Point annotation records

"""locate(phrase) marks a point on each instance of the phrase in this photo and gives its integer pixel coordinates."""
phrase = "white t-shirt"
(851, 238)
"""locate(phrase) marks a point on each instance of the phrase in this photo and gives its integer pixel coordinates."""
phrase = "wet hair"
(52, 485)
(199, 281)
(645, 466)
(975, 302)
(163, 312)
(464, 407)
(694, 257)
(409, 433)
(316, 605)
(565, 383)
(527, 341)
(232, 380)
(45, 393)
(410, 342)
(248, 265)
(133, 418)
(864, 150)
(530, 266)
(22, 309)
...
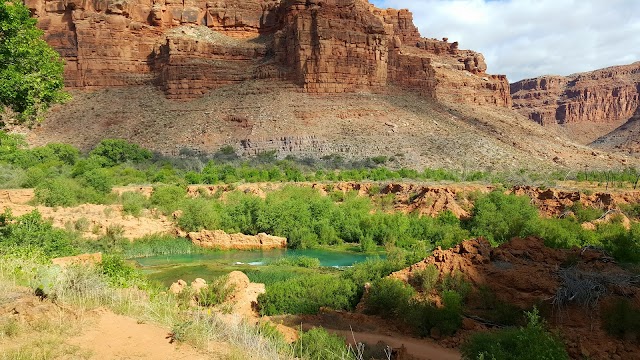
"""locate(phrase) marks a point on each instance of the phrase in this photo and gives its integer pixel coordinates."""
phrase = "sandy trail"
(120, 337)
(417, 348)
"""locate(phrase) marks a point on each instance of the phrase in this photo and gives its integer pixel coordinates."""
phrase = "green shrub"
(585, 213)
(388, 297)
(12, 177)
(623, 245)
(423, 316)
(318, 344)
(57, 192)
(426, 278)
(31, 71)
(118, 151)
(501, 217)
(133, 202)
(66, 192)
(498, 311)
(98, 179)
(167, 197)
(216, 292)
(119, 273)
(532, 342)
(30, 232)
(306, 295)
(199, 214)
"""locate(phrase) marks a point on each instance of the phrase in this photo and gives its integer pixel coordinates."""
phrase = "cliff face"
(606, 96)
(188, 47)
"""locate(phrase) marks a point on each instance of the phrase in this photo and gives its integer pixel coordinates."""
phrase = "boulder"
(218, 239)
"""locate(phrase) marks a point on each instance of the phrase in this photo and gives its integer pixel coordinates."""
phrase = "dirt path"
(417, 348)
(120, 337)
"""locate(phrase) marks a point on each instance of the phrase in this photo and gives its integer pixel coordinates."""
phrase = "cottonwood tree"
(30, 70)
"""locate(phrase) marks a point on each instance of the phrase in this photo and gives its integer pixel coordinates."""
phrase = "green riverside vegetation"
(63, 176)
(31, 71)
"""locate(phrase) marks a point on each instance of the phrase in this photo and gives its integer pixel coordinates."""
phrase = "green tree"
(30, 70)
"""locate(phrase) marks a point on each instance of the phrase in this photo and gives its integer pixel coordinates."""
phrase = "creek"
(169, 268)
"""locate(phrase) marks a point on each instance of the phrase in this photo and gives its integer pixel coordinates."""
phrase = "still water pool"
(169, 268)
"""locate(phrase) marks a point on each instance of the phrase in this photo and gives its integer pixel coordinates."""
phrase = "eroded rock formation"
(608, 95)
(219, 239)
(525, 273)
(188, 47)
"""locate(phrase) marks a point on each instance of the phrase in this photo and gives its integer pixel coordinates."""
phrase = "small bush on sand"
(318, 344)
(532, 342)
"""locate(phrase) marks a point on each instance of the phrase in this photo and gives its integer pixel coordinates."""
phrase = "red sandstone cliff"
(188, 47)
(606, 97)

**Exercise aim**: List each line of the items above that contains the string "tree", treating uppercase and lowercase as different.

**Output**:
phrase = "cottonwood tree"
phrase = "green tree"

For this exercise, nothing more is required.